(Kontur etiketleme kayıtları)
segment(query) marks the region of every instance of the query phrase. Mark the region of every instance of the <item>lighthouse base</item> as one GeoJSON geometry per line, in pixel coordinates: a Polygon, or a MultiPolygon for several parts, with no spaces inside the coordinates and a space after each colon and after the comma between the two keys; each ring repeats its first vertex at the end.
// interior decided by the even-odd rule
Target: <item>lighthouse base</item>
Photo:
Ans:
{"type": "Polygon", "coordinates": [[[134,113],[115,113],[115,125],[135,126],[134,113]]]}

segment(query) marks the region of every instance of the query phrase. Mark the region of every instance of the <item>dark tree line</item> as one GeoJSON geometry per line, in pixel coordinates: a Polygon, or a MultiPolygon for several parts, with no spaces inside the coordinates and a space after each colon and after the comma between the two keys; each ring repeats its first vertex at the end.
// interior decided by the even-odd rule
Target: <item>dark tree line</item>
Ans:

### Görev gereksinimleri
Yukarıdaki satırları, boş olanları dışarıda bırakarak numaralı bir liste hâlinde verin.

### Görev çıktısı
1. segment(query) marks the region of every instance of the query phrase. Mark the region of every instance of the <item>lighthouse base</item> as one GeoJSON geometry per line, in pixel coordinates: a Polygon, or a MultiPolygon for several parts, with no spaces inside the coordinates and a space after each colon and after the comma between the two keys; each ring repeats its first vertex at the end.
2. // interior decided by the even-odd rule
3. Target: <item>lighthouse base</item>
4. Photo:
5. Ans:
6. {"type": "Polygon", "coordinates": [[[134,113],[115,113],[115,125],[135,126],[134,113]]]}
7. segment(query) marks the region of every instance of the query phrase. Mark the region of every instance of the <item>dark tree line</item> as one GeoJSON geometry per line, in pixel coordinates: a Polygon, or a MultiPolygon for several parts, with no spaces inside the coordinates and a space after each colon and after the comma between the two keys; each ring repeats its first vertex at the end.
8. // interior decided by the even-odd rule
9. Target: <item>dark tree line</item>
10. Ans:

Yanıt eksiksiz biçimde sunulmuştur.